• _Task objective_
The following entries are to be retyped in full, exactly as written.

============================================================

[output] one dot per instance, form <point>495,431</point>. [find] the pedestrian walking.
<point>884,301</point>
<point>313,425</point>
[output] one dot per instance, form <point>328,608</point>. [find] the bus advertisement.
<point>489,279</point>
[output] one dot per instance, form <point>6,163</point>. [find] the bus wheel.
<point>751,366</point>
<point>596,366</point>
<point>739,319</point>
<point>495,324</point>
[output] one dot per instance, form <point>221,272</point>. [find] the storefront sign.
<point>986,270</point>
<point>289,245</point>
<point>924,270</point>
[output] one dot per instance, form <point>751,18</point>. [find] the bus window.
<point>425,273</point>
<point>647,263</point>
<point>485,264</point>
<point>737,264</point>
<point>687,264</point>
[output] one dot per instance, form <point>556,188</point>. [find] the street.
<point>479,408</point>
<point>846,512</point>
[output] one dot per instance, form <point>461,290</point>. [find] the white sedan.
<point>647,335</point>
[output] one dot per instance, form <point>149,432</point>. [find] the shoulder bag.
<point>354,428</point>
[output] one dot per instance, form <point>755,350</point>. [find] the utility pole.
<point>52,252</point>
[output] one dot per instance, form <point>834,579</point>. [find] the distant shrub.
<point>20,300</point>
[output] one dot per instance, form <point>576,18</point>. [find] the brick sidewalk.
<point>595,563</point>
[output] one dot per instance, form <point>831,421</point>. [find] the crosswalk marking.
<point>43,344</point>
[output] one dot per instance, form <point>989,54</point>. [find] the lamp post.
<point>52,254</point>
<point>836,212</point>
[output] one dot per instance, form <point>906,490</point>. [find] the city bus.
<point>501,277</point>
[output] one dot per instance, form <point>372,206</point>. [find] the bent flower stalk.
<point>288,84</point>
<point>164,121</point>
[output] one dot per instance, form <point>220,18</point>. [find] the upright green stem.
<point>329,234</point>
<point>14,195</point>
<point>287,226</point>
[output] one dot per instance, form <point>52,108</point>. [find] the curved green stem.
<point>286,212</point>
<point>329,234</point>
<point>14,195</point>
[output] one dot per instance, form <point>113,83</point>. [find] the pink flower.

============================================================

• _Answer to this task_
[output] one dot per instance, form <point>495,431</point>. [find] the pedestrian walking.
<point>884,301</point>
<point>313,425</point>
[output] one dot per instance, form <point>328,608</point>. [find] the bus advertisement.
<point>489,279</point>
[output] one dot per instance, form <point>6,163</point>. [find] the bus wheel.
<point>751,366</point>
<point>596,366</point>
<point>739,319</point>
<point>495,324</point>
[output] one dot per instance, form <point>221,272</point>. [find] the storefront sign.
<point>986,270</point>
<point>289,245</point>
<point>924,270</point>
[output] one dot per instance, form <point>751,18</point>. [find] the bus window.
<point>425,273</point>
<point>647,263</point>
<point>485,264</point>
<point>737,264</point>
<point>687,264</point>
[output] one dot per instance, form <point>556,188</point>. [find] the street.
<point>479,408</point>
<point>846,512</point>
[output] one dot per instance, form <point>461,290</point>. [find] the white sedan.
<point>647,335</point>
[output] one dot per instance, form <point>149,432</point>. [find] the shoulder bag.
<point>354,428</point>
[output] one dot per instance, form <point>755,350</point>. [find] the utility pole.
<point>52,252</point>
[output] one dot per instance, form <point>834,579</point>. [find] the distant shrub.
<point>20,300</point>
[output] one dot per instance, form <point>576,18</point>. [find] the brick sidewalk.
<point>595,563</point>
[output] one dot per instance, form <point>831,421</point>. [find] the crosswalk marking.
<point>43,344</point>
[output] one dot per instance, form <point>989,54</point>. [find] the lamp post.
<point>52,254</point>
<point>836,212</point>
[output] one dot per instance, form <point>906,490</point>. [find] the city bus.
<point>501,277</point>
[output] one dot per instance, form <point>372,206</point>. [find] the bent flower stalk.
<point>288,84</point>
<point>164,121</point>
[output] one dot per instance, form <point>220,18</point>. [find] the upright green stem.
<point>329,234</point>
<point>14,195</point>
<point>287,226</point>
[output] one dot per instance, form <point>52,108</point>. [find] the curved green stem.
<point>286,212</point>
<point>329,234</point>
<point>14,195</point>
[output] one dot per instance, form <point>113,83</point>. [find] the pink flower.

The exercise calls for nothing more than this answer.